= Parts of the exercise =
(a) List every musician the passage on Sámi music names.
(b) Pick up the passage on Sámi music after its final sentence and continue it.

##### Provided text #####

Although any culture is always changing, I find it difficult to believe that much more could have happened during the period I have observed and studied the musical culture of the Sámi. In the 1960s, the status of yoik among the Sámi population fluctuated. Many Sámi had adopted the view among the neighbouring people that yoik was a peculiar form of song. For others within the Sámi population, especially in the areas around Arvidsjaur, Arjeplog and the Northern Sámi areas in Sweden, Finland and Norway, the yoik was a natural part of everyday life, unless the person had grown up in a Laestadian home, or had found the “true faith” later in life.

Socio economic processes of change and the expansion of mass media resulted in changes in cultural habits and facilitated new conditions from the 1960s. Young Sámi individuals started to yoik accompanied by guitars and bass guitars, they formed bands, played dance music, sang pop and rock songs, made recordings and performed in front of paying audiences, etc. Using yoiks as his starting point we have seen how Nils-Aslak Valkeapää in the 1970s and 1980s was able to integrate traditional and modernistic traits in his performances and recordings. Mari Boine’s success with the CD Gula Gula in 1989 and the following CD:s in “Sámi-World -Music style” of her own meant a broadening of the audience for Sámi popular music not only in Scandinavia, but also in most parts of the Western world and beyond (one could for instance buy her records in Singapore in the late 1990s). Frode Fjellheim’s music, in contrast, is lesser known. Due to his traditional education in European art music, he has been able to, using traditional yoiks as an inspiration, make instrumental music that borders on the one hand art music and on the other hand, “quasi-Sámi”-world fusion. Our last case described the avant-garde-yoik music of Wimme Saari and his Finnish collaborators. Due to the lack of distance I abstained from giving more than an interimistic overview of the contemporary Sámi popular music scene. Looking back, however on the experiences I had in Jokkmokk in the beginning of the 1970s, the variety and scope within the Sámi musical scene today is amazing.

##### Records supplied #####

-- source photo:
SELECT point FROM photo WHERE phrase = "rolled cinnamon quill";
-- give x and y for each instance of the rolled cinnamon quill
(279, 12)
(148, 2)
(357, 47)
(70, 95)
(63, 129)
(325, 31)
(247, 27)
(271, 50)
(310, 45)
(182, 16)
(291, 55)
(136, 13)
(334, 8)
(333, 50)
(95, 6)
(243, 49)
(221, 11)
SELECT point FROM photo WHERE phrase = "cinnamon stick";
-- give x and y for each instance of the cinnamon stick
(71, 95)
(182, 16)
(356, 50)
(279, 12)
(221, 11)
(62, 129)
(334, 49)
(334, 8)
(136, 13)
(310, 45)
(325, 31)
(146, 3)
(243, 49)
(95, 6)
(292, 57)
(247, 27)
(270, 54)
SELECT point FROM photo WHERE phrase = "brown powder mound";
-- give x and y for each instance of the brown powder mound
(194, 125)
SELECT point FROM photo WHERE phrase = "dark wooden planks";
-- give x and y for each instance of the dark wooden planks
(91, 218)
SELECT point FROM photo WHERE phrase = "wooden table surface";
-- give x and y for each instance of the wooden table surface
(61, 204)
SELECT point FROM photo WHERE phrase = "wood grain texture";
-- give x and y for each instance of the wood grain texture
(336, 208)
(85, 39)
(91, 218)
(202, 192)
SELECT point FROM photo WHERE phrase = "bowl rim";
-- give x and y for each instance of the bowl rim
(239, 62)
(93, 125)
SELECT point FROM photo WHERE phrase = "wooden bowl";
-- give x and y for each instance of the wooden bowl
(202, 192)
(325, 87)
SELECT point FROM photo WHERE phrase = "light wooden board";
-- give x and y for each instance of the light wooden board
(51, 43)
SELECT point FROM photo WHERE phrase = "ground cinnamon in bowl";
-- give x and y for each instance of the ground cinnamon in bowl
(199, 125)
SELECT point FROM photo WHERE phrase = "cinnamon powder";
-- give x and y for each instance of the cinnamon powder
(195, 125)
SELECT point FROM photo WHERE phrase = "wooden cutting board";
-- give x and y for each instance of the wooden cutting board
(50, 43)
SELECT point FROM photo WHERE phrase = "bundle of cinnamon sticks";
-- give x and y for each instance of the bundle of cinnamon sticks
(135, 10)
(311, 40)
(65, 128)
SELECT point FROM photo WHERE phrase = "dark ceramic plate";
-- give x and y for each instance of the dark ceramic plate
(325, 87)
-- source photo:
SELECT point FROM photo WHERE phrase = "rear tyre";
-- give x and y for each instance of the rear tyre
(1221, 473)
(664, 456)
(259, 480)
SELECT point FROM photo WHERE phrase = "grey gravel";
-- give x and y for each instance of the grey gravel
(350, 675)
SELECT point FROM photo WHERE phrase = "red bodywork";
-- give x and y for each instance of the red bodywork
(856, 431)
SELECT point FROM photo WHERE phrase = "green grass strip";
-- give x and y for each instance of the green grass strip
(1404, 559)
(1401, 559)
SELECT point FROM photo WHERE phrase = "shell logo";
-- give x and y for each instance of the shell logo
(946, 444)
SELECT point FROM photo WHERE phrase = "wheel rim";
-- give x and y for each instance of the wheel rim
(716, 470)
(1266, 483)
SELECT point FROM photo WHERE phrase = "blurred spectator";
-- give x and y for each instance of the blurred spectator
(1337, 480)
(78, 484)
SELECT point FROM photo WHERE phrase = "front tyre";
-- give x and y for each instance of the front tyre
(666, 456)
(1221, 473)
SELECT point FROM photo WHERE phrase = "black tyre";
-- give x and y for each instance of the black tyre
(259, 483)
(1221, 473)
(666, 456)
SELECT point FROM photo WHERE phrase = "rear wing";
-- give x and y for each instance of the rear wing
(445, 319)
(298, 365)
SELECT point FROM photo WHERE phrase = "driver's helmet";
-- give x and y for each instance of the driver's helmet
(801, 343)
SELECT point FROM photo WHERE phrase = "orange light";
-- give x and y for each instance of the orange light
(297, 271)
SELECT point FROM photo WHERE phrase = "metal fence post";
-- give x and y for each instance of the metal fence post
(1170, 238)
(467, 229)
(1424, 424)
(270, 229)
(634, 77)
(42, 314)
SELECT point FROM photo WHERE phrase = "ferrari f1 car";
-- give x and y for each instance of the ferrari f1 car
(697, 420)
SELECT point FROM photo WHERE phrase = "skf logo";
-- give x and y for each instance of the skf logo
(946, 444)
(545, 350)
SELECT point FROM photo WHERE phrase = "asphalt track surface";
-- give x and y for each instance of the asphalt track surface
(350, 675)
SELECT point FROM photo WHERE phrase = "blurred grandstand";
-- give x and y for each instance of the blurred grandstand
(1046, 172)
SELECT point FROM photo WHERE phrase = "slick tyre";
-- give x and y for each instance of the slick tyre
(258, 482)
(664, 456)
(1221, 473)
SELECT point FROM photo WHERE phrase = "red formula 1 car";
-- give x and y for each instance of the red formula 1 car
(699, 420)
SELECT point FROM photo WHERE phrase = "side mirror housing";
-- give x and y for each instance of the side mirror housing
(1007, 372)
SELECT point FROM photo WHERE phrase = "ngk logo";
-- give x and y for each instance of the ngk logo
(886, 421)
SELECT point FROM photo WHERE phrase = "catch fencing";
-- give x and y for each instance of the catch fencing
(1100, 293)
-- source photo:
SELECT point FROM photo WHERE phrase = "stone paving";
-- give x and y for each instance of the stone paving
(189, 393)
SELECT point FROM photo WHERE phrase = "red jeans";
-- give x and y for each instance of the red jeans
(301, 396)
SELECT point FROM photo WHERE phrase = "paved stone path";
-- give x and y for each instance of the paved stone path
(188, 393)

#####

= Responses per task =
(a) Nils-Aslak Valkeapää, Mari Boine, Frode Fjellheim, Wimme Saari

(b)
In March 2008, a new Sámi organisation Gollerumbu announced a competition in which the best Sámi song ever was to be chosen. Sixty-eight songs were nominated, and from these ten songs were selected. When the votes had been counted it was however, in my opinion, not the best song ever that won, but the song that had had the most recent success in 2008 “Andagassi” (I’m sorry), a pop song with a text in Sámi performed by Ann-Mari Andersen at the Norwegian trial for the Eurovision Song Contest. To be on the safe side the organisation Gollerumbu had their own jury of professional adjudicators. They made a totally different choice, Nils Aslak Valkeapää’s “Sámi eatnan duoddariid,” a yoik classical in the whole of Sápmi.


Example 9

In addition to Valkeapää, we have followed in the cultural and musical footsteps of three other leading Sámi artists. Beside this trail, there is a multitude of other Sámi musicians in more or less all musical genres. However, the roots of the traditional Sámi musical culture, the yoik, are also stronger than forty years ago.[107]




[1] Now and then, I worked as a stand-in in the Gothenburg Symphony orchestra. I played viola or violin and enjoyed myself as a member of an orchestra where my grandfather had played almost all his life, not to speak of my father. During these years I also played the piano in dance band orchestras, wrote arrangements for big bands, and played the piano at restaurants. I had graduated as a music teacher at the conservatory and also studied social anthropology and musicology at the university.

[2] When I use the term “Scandinavia” in this article I refer to Norway, Sweden, and Finland. Usually, the term Scandinavia refers to Denmark, Norway and Sweden. In the Scandinavian languages, the concept “Norden” is often used as a cultural unit for these three countries with the addition of Finland, Iceland, and the Faroe Islands. Today most Sámi live in the northern parts of Norway, Sweden, and Finland.

[3] The igniting spark had been the seven LPs with yoik that Jan Ling, my teacher in musicology, showed me in 1969. I had randomly listened to some tracks on record number seven and had heard a kind of song that I had never listened to before. It was very different from Swedish folk song. One thing led to another. I got a reading list from Ling’s teacher and mentor, Ernst Emsheimer, and started to vacuum clean all shelves at the university library for writings on yoik. I entered into a completely different soundscape and learned about the use and function of yoik from articles and books: accounts of travels in Northern Scandinavia in the nineteenth century, documents from the seventeenth century, dissertations in the religion of the Sámi, found numerous missionary reports from the eighteenth century and so forth. Sápmi had been explored for economic and strategic reasons by the Swedes, Norwegians and Russians at least since the seventeenth century. As I had transcribed altogether 143 yoiks, i.e. all the yoiks on the seven LPs, I believe I had learned something of the yoik tradition and also how to yoik (as I often imitated how they sang, or rather their singing style when I transcribed the yoiks.)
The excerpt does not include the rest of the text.